begin Material provided
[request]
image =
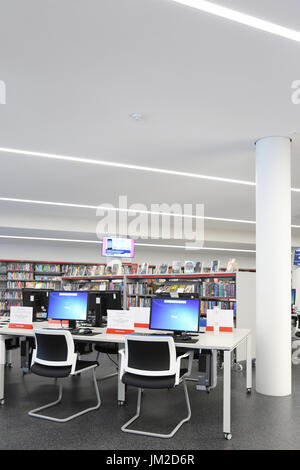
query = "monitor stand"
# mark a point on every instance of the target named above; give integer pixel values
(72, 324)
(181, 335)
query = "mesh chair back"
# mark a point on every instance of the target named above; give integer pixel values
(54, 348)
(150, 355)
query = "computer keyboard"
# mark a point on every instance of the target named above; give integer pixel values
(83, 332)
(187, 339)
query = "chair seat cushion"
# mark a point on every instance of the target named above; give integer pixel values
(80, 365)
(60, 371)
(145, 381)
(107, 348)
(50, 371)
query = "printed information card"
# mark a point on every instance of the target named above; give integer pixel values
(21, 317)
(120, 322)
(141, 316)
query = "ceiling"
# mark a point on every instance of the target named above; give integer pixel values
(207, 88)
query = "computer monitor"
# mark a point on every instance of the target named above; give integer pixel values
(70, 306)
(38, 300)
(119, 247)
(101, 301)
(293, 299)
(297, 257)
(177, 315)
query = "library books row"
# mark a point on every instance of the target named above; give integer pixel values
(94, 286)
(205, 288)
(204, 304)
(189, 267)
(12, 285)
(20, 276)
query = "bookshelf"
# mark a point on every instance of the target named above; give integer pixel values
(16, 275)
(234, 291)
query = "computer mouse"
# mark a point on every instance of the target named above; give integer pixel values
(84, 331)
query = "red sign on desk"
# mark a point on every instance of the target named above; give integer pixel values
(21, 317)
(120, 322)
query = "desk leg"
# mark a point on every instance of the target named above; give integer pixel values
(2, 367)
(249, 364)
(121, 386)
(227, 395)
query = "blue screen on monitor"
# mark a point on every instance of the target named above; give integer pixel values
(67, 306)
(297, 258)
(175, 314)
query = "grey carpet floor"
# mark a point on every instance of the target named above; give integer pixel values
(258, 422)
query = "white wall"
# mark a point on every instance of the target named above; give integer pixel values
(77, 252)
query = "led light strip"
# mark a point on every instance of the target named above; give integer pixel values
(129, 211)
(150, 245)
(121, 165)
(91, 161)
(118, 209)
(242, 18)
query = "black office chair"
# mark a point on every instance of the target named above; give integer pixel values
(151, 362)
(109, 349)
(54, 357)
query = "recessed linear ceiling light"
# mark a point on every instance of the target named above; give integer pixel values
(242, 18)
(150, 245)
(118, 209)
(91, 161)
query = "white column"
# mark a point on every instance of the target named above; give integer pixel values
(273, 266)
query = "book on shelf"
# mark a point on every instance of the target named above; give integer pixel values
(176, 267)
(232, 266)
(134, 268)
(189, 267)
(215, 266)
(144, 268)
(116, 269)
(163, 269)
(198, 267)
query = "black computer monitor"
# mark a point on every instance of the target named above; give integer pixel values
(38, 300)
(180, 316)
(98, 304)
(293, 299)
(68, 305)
end Material provided
begin Material provided
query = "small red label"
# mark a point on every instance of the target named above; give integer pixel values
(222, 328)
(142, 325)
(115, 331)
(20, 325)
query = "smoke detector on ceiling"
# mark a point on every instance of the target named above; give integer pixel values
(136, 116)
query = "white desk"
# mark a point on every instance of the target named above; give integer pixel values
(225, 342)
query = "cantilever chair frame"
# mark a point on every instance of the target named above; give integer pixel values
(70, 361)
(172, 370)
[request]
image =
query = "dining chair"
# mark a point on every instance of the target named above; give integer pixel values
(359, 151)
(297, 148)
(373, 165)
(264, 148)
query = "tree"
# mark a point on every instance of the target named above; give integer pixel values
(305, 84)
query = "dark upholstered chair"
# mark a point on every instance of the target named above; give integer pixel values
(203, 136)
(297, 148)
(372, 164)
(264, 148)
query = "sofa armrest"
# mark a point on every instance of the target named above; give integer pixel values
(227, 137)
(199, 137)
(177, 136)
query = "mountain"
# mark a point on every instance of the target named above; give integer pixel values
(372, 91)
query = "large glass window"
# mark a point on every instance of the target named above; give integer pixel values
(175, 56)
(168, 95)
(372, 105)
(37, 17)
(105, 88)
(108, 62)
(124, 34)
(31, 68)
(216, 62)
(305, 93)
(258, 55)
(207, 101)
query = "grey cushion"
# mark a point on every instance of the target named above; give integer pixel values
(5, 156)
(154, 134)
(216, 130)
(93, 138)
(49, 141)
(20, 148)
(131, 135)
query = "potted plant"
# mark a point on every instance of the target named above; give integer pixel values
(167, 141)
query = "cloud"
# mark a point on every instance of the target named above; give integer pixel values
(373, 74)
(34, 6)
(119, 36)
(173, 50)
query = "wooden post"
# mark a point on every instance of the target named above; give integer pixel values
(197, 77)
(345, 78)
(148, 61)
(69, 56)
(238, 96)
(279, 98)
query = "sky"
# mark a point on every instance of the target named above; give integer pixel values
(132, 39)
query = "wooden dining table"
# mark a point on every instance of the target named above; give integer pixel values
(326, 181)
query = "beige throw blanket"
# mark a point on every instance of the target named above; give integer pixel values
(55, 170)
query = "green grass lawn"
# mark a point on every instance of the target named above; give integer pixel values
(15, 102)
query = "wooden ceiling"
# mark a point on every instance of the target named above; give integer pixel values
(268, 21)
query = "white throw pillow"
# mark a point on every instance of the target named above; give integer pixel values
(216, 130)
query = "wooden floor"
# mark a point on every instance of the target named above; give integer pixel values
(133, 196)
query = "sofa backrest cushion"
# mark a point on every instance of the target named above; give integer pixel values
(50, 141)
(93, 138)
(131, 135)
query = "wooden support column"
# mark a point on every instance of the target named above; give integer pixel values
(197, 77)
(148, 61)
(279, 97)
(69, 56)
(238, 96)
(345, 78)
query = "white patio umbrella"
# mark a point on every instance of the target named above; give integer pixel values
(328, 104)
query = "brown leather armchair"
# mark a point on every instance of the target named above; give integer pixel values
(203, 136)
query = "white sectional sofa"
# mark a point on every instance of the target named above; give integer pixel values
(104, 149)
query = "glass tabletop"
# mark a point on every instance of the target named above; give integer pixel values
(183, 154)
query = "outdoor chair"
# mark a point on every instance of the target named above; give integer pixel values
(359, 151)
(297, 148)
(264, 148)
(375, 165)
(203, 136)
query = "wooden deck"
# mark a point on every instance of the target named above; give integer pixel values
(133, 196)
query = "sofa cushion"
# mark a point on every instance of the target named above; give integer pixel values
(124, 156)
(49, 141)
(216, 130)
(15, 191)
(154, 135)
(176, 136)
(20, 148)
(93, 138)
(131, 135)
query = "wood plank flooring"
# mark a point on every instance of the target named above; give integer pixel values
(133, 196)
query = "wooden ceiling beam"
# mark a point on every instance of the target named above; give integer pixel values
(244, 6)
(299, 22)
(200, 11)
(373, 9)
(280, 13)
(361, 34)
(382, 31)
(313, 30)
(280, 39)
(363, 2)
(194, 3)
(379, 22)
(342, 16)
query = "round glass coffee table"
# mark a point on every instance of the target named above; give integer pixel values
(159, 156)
end Material provided
begin Material provided
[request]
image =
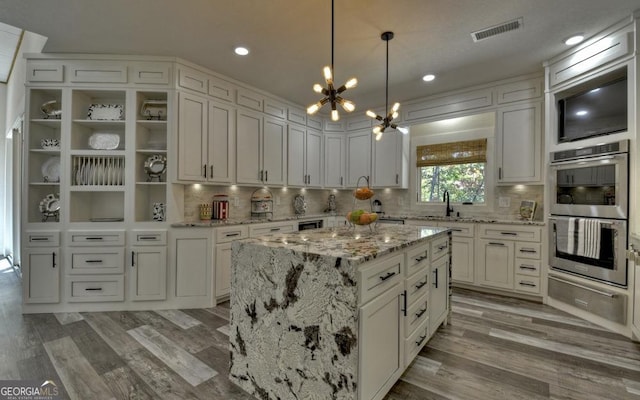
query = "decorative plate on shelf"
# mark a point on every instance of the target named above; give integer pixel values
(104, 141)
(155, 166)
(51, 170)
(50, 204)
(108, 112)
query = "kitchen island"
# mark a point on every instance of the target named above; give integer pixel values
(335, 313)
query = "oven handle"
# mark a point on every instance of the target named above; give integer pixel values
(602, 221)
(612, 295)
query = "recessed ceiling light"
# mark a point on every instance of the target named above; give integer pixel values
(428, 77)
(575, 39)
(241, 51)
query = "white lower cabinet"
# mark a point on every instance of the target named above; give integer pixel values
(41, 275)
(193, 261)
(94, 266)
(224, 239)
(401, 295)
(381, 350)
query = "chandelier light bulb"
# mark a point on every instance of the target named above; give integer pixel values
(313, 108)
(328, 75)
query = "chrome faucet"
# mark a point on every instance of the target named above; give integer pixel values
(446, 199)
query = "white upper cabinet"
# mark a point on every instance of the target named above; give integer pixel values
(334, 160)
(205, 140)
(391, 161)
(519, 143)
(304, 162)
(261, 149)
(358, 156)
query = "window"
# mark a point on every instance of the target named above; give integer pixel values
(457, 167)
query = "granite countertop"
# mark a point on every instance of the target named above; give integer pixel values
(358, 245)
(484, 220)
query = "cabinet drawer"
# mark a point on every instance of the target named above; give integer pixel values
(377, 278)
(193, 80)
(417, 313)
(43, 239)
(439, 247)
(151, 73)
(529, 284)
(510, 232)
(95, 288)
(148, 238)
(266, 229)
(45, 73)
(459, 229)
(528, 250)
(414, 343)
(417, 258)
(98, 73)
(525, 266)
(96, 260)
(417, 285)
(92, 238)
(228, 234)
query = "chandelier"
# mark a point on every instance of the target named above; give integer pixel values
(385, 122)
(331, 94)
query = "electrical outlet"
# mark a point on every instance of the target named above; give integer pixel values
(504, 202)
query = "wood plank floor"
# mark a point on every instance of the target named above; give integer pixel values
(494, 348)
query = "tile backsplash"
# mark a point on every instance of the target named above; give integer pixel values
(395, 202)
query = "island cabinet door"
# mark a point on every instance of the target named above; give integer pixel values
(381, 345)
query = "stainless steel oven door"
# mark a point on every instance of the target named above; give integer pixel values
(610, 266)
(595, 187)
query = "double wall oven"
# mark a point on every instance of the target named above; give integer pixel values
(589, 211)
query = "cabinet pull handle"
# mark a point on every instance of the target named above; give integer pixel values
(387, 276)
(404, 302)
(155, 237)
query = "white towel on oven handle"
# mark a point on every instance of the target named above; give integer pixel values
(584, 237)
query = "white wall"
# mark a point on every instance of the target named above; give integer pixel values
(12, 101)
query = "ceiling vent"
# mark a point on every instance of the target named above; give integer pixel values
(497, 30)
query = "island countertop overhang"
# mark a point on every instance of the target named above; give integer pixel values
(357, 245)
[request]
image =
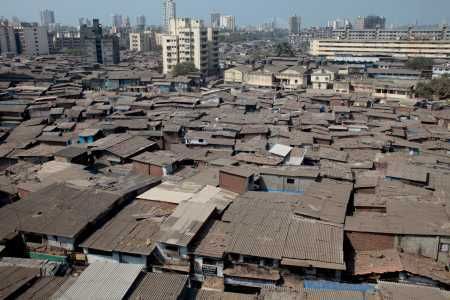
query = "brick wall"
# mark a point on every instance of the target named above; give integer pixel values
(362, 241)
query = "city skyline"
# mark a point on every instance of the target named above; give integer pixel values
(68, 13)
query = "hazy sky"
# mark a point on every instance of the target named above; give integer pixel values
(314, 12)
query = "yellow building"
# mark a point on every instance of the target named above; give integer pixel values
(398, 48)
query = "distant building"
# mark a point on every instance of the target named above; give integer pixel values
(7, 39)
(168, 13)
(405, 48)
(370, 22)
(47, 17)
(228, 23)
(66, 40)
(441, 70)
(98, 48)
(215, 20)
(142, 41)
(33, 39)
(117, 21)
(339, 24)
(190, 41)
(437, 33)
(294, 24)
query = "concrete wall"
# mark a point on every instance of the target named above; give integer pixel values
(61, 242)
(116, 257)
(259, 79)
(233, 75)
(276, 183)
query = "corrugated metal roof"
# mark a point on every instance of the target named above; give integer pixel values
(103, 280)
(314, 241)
end Material provided
■ **Aim of the exercise**
Give only the number of lines in the rows above that contain the string "wall", with case counting.

■ **Written response**
5